SELECTED PASSAGE —
* START *

# New molly babies!!!!



## Amelia26 (Aug 6, 2011)

well... we woke up this morning to get ready to go to church... went to feed the fish and noticed the mollie was in labor..... i havent counted exactly but she must have had more than 20 and she doesnt look skinny yet!!!!! wow... sooo many babies and they are sooo cute!!!!! right now i have 3 one month old molly babies.... 2 one week old platy babies and countless day old molly babies..... and the other two platies are still due anyday now.....


----------



## ZebraDanio12 (Jun 17, 2011)

Dang! I had pver 30 guppie babies, and no where to put them cuz they were getting big, so my teacher took 13 of them for her class. Only 15 left now Pob gonna keep all those. Maybe. I'll have more in 2 weeks or so. YOu sellling any?


----------



## Amelia26 (Aug 6, 2011)

ive got a few friends that im going to give some to.. whatever is left, ill give to my LPS when they are big enough.....


----------



## iheartfish:) (Jan 19, 2011)

It's so exiting to find babies!!!!!!!!!!!!!! I don't know, but i personally will never outgrow that sheer joy of witnessing something so old, yet so new.  I find that I am very cryptic today...


----------



## oliesminis (May 7, 2007)

Congrats. allways nice to hear bout new arrivals. Any pics?


----------



## Amelia26 (Aug 6, 2011)

i have internet on my phone and my computer not workin right.... wish i could post some of the pics and videos ive taken..... they are soooo cute...


----------



## ZebraDanio12 (Jun 17, 2011)

Do post pictures soon! What type of molly is it? Amd ohokay


----------



## Amelia26 (Aug 6, 2011)

they are dalmation lyretail...


----------



## Amelia26 (Aug 6, 2011)

well... its been 4 days since they new babies were born.... there are about 17 of them that made it... they are growing soooo big.... i do wish i could post pics... it still amazes me how many she had... there was only 7 that were born last time and theres 3 left..... they surprise me every day how they are growing.... i hope they all live to be adult mollies...


----------

* END *

DIRECTION — From the forum thread about the new molly babies, extract the part starting with "## iheartfish:) (Jan" and going on through "very cryptic today...", copied word for word. The rows that come after this forum thread are separate material with no tie to it.

Object location annotation data
* START *

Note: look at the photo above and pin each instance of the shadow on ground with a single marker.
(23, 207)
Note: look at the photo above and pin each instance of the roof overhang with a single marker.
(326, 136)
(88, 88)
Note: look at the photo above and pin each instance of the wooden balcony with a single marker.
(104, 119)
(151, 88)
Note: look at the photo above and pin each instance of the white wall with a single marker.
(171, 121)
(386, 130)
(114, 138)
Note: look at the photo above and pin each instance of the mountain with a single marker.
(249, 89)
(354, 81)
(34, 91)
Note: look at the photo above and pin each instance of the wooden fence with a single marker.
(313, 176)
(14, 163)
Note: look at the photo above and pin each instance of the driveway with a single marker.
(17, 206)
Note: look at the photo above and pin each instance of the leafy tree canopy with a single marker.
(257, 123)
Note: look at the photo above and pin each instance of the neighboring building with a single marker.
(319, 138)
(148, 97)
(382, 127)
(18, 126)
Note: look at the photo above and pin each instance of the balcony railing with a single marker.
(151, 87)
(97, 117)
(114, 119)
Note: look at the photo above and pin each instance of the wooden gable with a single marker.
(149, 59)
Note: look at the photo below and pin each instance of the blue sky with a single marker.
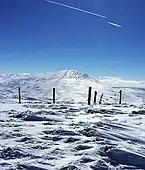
(36, 36)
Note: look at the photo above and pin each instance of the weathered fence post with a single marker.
(89, 95)
(120, 99)
(101, 98)
(19, 95)
(53, 95)
(95, 96)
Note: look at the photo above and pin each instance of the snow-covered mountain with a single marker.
(70, 85)
(68, 135)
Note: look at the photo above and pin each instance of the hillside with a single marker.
(71, 85)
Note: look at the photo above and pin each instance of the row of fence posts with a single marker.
(89, 96)
(101, 98)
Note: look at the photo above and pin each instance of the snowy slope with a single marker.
(39, 135)
(70, 85)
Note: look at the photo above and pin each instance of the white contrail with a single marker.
(84, 11)
(77, 9)
(116, 25)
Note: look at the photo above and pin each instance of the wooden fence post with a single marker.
(53, 95)
(19, 91)
(89, 95)
(95, 96)
(120, 99)
(101, 98)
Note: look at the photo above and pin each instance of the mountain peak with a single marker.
(70, 73)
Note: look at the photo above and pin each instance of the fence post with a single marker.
(19, 91)
(95, 96)
(101, 98)
(120, 99)
(89, 95)
(53, 95)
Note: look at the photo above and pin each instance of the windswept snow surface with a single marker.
(69, 135)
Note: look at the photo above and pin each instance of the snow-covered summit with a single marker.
(70, 85)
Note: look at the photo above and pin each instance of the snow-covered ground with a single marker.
(69, 135)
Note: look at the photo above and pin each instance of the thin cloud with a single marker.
(114, 24)
(77, 9)
(84, 11)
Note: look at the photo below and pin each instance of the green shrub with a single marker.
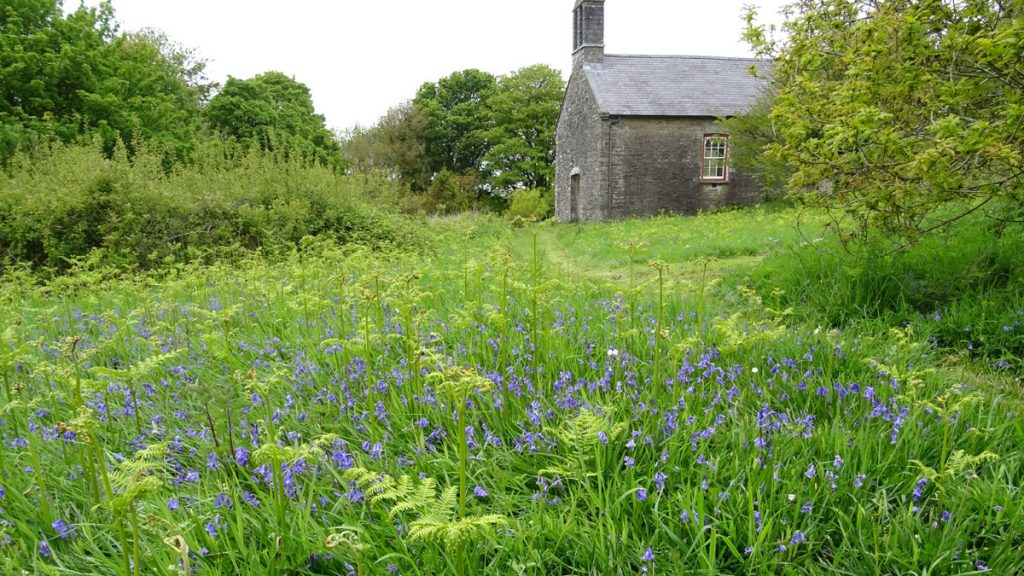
(530, 203)
(960, 285)
(59, 205)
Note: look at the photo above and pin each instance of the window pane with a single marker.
(715, 154)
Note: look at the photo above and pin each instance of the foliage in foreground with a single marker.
(476, 414)
(886, 111)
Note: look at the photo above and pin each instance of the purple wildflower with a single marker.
(65, 530)
(659, 479)
(211, 527)
(919, 489)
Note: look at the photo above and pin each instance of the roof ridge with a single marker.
(687, 56)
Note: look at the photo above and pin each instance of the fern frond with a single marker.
(420, 499)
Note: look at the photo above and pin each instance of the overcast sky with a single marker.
(359, 57)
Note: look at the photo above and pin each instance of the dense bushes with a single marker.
(68, 202)
(963, 286)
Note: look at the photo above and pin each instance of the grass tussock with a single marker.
(497, 407)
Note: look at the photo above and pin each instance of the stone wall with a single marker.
(581, 141)
(655, 167)
(636, 166)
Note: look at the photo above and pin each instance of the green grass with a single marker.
(511, 404)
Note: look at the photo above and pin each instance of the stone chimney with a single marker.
(588, 33)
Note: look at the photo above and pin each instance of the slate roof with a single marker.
(638, 85)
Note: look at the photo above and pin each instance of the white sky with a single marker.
(359, 57)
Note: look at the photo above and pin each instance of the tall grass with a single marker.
(964, 286)
(481, 412)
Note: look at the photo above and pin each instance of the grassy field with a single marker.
(656, 397)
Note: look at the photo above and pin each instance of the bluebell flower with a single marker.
(211, 527)
(659, 479)
(251, 498)
(811, 471)
(65, 530)
(919, 489)
(222, 500)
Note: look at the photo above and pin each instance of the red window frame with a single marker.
(707, 142)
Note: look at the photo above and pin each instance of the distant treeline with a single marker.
(469, 140)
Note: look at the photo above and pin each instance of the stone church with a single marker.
(638, 135)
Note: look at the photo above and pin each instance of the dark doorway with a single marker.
(574, 198)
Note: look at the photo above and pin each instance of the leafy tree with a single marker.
(274, 113)
(455, 110)
(891, 111)
(394, 146)
(67, 77)
(522, 113)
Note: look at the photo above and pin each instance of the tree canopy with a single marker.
(273, 112)
(887, 111)
(492, 134)
(68, 76)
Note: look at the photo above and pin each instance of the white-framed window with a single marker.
(715, 158)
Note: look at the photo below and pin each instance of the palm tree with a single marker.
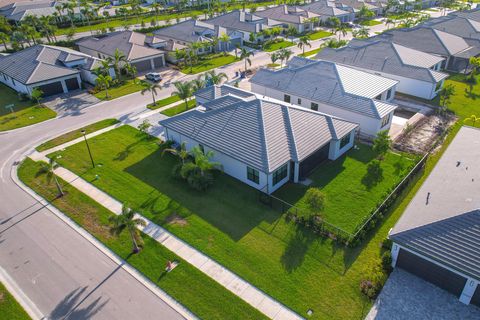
(49, 170)
(104, 82)
(215, 78)
(245, 55)
(184, 91)
(304, 41)
(152, 88)
(127, 221)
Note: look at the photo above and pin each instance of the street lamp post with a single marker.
(88, 147)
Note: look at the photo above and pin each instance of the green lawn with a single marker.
(269, 47)
(228, 223)
(72, 135)
(9, 308)
(116, 92)
(179, 108)
(196, 291)
(350, 193)
(209, 62)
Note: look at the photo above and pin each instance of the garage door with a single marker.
(431, 272)
(310, 163)
(72, 84)
(51, 88)
(142, 65)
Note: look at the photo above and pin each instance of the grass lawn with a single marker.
(350, 193)
(209, 62)
(9, 308)
(116, 92)
(228, 223)
(319, 35)
(277, 45)
(196, 291)
(179, 108)
(72, 135)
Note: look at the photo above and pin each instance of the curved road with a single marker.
(60, 271)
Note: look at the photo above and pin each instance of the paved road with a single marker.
(61, 272)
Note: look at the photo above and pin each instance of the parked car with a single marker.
(153, 76)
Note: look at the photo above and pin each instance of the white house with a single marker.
(417, 72)
(438, 236)
(53, 70)
(334, 89)
(262, 142)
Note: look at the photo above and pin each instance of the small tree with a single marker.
(382, 144)
(127, 221)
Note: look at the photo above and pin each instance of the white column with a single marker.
(468, 291)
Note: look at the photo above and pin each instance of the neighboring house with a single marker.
(262, 142)
(182, 34)
(456, 50)
(17, 11)
(438, 236)
(243, 22)
(132, 44)
(53, 70)
(334, 89)
(326, 10)
(290, 16)
(416, 71)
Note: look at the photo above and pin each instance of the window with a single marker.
(345, 140)
(253, 175)
(385, 120)
(280, 174)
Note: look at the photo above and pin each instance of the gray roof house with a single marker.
(53, 70)
(416, 71)
(438, 236)
(133, 45)
(334, 89)
(290, 16)
(455, 49)
(260, 141)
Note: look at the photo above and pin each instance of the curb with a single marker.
(183, 311)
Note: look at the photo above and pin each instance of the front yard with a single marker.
(229, 224)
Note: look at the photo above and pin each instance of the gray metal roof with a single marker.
(332, 84)
(447, 227)
(38, 63)
(131, 44)
(386, 57)
(261, 133)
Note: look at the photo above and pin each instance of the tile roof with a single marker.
(262, 133)
(387, 57)
(331, 83)
(447, 227)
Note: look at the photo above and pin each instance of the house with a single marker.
(297, 17)
(438, 236)
(132, 44)
(53, 70)
(334, 89)
(244, 23)
(17, 11)
(416, 71)
(194, 31)
(260, 141)
(326, 9)
(456, 50)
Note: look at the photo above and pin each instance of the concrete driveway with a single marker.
(406, 296)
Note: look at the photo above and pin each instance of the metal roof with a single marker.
(262, 133)
(446, 227)
(332, 84)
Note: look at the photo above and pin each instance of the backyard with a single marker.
(228, 223)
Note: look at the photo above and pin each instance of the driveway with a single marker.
(406, 296)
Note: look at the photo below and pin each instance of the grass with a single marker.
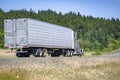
(6, 53)
(13, 74)
(104, 71)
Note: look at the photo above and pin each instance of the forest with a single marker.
(94, 33)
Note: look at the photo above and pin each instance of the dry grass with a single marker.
(74, 68)
(6, 53)
(90, 68)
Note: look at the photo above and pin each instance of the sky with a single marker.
(95, 8)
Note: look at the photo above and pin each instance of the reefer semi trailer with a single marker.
(39, 38)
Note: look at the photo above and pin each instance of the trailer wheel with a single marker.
(67, 53)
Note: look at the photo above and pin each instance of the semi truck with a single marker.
(29, 36)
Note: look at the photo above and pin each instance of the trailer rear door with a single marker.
(15, 33)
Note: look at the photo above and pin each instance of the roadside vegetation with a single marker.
(101, 69)
(95, 34)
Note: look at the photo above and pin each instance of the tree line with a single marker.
(94, 33)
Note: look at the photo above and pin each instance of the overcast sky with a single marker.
(96, 8)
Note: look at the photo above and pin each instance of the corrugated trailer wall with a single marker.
(42, 34)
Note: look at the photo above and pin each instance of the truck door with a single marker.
(9, 29)
(15, 33)
(21, 33)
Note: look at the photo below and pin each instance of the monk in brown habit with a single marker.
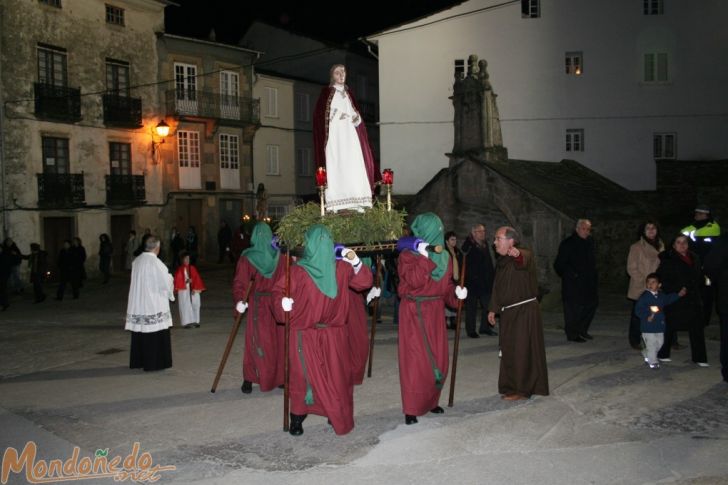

* END *

OUTPUT FOR THIS EXERCISE —
## iheartfish:) (Jan 19, 2011)

It's so exiting to find babies!!!!!!!!!!!!!! I don't know, but i personally will never outgrow that sheer joy of witnessing something so old, yet so new.  I find that I am very cryptic today...